Re: Worries about content-length

On Tue, 9 May 1995, David Morris wrote:
>
>On Tue, 9 May 1995, Alex Hopmann wrote:
>
>> Unfortunatelly we have to deal with the pragmatic situation that previous
>> HTTP drafts were not specific about content-length and many servers are
>> sending "broken" contents in this respect. This is one reason why I do not
>> trust the content length unless I have negotiated the "Session" extension.
>
>I believe we are discussing what the standard should say, not guidance
>for dealing with broken software. It is really moot to discuss 
>character stuffing, random end sequences or content-length in terms
>of the 'correct' or best way to convey and manage the length of data
>unless we discuss the future. Perhaps I've misunderstood the direction
>of the thread?
I agree that the standard should not talk about the broken implementations.

▸ PROMPT
Carry on the mailing-list reply about HTTP content-length, picking up right after its final sentence and keeping the same technical voice.

▸ DATA PROVIDED
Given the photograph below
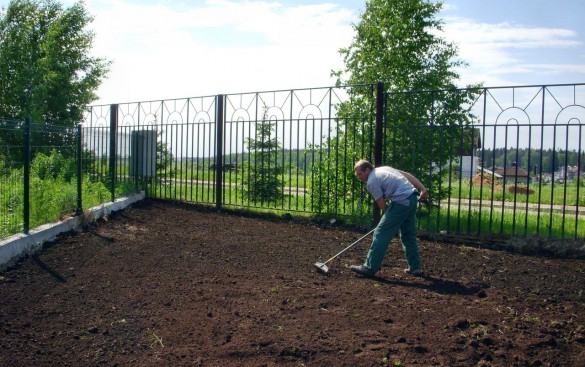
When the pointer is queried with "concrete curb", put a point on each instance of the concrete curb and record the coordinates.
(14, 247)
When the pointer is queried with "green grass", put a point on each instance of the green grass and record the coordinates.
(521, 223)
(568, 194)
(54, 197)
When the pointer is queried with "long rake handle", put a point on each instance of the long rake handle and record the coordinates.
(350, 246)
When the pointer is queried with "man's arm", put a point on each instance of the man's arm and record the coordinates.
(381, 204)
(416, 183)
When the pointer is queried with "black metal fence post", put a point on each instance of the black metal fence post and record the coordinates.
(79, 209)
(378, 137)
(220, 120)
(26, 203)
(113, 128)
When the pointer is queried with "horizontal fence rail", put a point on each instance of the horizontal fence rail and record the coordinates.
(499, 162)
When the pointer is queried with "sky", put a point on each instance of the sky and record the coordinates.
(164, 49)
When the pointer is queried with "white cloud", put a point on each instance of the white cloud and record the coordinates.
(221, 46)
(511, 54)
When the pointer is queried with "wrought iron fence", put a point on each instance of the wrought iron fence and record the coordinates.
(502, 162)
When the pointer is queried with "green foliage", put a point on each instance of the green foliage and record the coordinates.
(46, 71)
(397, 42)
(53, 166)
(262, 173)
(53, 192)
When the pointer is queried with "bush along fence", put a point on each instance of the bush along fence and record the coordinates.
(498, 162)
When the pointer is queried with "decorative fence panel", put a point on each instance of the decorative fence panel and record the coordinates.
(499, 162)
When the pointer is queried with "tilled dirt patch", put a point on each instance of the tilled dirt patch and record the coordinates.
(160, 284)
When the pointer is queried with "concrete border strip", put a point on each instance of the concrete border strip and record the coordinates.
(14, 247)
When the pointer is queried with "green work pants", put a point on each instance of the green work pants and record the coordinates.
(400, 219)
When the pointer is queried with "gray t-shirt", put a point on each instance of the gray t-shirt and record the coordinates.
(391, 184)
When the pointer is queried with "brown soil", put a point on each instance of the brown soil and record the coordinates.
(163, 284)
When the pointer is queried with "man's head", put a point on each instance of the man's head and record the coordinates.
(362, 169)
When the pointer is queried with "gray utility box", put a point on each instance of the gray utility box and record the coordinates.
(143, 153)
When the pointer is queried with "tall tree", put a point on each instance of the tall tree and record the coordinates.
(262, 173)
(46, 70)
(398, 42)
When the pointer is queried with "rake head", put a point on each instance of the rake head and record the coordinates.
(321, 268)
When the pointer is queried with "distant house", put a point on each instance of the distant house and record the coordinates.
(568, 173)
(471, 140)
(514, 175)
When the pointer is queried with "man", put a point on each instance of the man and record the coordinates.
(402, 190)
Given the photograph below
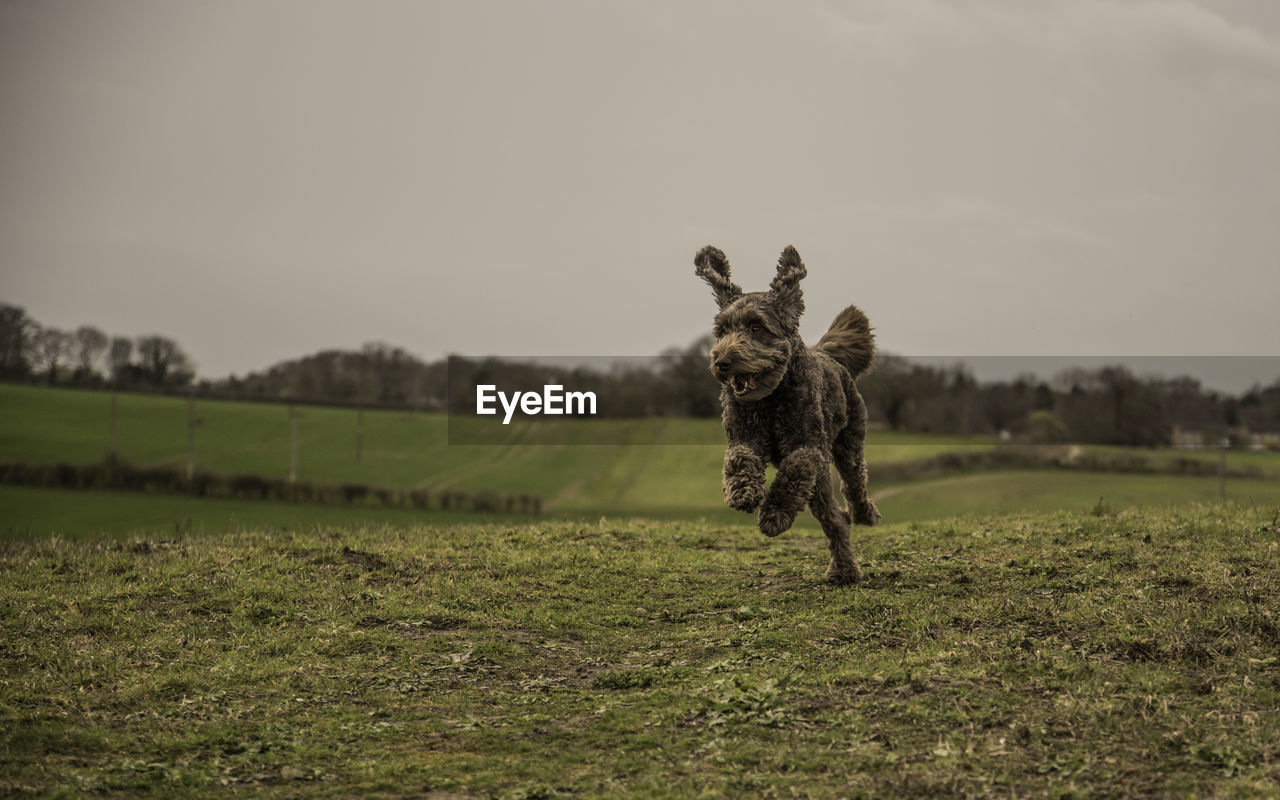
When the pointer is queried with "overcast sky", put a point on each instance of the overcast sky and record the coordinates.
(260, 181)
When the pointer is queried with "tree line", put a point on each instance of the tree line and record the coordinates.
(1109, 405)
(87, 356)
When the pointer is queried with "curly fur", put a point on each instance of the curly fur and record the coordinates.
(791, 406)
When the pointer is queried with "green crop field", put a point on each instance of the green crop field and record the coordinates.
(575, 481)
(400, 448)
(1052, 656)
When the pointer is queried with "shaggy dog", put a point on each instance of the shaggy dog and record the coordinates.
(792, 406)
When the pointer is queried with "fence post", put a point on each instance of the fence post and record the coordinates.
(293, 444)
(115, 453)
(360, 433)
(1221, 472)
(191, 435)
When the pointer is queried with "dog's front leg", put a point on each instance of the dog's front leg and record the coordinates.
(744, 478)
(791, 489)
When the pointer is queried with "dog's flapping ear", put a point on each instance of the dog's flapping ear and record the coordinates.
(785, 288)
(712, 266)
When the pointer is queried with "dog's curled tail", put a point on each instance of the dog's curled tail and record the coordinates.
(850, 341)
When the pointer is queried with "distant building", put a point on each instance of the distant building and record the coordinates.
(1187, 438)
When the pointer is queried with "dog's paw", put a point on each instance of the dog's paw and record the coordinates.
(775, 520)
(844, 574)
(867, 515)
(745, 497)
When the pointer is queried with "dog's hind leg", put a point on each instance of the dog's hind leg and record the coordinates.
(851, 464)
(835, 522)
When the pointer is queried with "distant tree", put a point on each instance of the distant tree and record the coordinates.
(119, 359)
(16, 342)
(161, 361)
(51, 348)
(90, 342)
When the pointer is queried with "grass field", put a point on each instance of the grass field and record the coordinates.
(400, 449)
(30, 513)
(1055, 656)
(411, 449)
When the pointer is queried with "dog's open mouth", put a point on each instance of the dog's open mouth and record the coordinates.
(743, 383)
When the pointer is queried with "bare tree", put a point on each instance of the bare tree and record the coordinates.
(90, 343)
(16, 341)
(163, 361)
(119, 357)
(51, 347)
---
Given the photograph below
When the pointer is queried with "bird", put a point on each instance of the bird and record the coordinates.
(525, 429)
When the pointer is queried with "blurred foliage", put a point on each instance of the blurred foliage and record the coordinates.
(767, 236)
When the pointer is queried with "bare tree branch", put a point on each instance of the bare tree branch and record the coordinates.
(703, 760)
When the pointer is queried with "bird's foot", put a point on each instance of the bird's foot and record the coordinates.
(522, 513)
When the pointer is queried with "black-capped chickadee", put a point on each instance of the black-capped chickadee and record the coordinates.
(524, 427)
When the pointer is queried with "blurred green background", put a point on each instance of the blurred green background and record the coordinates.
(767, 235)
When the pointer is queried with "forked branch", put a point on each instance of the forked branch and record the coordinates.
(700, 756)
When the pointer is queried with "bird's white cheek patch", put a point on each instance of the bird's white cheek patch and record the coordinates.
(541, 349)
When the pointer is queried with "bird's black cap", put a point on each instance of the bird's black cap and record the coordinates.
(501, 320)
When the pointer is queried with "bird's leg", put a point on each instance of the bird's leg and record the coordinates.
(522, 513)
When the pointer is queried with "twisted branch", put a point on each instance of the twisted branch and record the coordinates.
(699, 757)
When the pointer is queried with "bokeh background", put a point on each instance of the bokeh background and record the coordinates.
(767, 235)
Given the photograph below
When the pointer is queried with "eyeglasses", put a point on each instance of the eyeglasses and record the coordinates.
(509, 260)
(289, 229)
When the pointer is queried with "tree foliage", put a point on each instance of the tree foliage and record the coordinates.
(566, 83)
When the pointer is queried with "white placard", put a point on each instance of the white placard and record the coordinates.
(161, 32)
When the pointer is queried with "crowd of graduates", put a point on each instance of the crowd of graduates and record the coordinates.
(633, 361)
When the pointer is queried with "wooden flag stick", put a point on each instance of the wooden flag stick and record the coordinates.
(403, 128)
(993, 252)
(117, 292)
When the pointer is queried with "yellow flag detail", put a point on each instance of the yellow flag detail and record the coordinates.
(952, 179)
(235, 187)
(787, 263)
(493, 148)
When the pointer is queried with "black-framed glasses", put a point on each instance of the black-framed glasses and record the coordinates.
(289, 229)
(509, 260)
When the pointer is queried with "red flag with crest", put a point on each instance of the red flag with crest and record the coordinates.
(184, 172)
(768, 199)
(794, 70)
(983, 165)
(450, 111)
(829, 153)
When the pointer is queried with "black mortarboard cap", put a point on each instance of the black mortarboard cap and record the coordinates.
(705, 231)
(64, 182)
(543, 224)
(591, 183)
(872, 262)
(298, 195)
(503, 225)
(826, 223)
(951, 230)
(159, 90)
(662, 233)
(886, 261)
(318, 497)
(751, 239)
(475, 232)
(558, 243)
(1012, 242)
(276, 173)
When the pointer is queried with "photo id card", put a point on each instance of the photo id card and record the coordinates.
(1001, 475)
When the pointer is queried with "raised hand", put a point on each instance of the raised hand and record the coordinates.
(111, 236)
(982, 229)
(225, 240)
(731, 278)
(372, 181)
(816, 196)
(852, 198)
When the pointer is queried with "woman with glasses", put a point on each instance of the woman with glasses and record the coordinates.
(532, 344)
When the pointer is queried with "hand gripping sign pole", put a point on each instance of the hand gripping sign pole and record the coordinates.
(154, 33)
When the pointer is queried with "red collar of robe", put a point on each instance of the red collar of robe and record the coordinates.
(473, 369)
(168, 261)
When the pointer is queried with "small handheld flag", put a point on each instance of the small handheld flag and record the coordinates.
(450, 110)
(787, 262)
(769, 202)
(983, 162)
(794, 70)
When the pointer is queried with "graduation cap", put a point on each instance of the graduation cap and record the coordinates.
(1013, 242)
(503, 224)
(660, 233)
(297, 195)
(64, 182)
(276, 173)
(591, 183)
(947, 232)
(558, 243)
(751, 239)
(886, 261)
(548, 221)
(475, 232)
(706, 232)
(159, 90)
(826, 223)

▸ RESPONSE TO THE TASK
However if the standard says "If you receive a content-length field as a
client you can rely on it", then the standard is not describing current
practice, and someone who implements a client that relies on content-length
fields will discover that their client doesn't work with a large part of the
installed base.
I'm not sure what to suggest other than a:
Content-Length-No-I-Really-Mean-It-This-Is-Accurate:
field. smile.

Actually, there are things we can do in the standard to provide a content
length in such a way that you can tell that it is accurate. Sending it in
conjunction with something else that vouches for the content-length being
accurate might work. For instace, we could say "For a server to claim
HTTP/1.1 it must send the content-length correctly".

As for sending multiple chunks each with a length, that sounds like
something better handled at a different OSI-layer, and as a matter of fact,
that is pretty much what HTTP-NG does. Lets leave it for HTTP-NG. I am
fairly happy with the combination of the Content-length, and MIME multipart
boundary solutions for HTTP/1.1.

Alex Hopmann
ResNova Software, Inc.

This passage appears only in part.